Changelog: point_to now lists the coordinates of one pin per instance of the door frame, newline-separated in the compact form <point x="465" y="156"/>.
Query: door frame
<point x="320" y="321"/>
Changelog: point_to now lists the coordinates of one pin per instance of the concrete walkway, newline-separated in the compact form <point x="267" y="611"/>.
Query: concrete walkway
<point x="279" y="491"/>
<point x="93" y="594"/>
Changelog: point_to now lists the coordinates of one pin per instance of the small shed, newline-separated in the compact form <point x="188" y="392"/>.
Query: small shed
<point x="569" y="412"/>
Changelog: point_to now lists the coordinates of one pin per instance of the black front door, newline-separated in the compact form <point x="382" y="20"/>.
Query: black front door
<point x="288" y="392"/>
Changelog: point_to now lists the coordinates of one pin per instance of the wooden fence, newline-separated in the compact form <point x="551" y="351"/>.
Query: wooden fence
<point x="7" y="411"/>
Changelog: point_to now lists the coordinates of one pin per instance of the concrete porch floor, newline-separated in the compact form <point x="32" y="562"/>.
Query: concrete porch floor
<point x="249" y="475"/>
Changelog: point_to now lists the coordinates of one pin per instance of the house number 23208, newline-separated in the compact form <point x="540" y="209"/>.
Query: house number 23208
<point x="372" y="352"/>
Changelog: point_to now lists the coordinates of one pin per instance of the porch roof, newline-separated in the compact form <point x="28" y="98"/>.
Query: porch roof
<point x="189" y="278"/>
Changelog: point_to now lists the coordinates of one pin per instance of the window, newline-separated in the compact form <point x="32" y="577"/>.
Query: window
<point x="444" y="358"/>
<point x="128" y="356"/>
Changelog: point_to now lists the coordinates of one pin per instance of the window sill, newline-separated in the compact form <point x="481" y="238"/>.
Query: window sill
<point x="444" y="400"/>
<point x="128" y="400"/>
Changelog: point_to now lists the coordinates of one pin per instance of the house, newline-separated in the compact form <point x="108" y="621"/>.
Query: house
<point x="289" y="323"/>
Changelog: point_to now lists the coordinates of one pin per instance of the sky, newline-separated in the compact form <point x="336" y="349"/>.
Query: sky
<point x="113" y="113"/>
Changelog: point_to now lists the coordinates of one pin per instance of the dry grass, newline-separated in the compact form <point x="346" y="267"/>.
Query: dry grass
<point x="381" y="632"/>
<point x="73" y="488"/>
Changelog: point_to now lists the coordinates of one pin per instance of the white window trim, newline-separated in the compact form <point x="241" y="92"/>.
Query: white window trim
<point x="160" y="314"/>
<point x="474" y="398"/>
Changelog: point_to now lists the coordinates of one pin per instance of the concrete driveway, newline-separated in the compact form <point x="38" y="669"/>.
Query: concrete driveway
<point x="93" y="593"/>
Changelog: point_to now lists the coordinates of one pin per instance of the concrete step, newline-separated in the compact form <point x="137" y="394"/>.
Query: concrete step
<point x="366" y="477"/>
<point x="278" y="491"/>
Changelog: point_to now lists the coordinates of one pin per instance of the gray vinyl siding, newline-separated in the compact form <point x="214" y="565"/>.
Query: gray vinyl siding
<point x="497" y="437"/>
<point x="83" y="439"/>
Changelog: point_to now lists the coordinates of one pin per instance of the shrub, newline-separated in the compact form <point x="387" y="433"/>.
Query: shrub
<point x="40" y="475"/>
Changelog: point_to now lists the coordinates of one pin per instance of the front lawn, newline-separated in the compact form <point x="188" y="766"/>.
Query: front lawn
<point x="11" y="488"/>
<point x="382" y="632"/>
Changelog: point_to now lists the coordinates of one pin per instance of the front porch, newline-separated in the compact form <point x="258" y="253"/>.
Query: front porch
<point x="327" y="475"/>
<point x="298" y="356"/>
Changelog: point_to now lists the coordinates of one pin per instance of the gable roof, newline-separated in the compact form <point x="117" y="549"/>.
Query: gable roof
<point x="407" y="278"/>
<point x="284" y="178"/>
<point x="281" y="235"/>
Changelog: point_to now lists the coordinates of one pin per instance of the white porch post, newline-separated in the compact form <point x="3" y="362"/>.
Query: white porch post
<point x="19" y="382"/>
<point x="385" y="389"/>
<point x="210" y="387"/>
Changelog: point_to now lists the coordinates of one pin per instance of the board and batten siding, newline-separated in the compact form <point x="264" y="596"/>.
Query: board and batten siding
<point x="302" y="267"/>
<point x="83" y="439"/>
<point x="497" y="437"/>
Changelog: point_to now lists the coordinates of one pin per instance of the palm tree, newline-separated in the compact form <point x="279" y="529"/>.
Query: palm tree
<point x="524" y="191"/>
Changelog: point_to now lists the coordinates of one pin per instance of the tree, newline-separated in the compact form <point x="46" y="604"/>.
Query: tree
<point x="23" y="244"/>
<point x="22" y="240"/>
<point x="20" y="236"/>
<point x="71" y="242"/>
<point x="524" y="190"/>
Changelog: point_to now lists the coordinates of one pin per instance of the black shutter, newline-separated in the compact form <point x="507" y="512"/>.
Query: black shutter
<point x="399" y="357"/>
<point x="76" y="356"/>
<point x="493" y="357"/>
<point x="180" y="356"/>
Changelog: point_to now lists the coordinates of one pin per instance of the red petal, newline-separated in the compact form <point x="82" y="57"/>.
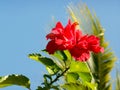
§ §
Return every line of the material above that contains the string "number", matching case exactly.

Changelog: point_to now lists the coordinates of one pin per instance of the house number 23208, newline-separated in the compact form <point x="540" y="209"/>.
Query: house number 23208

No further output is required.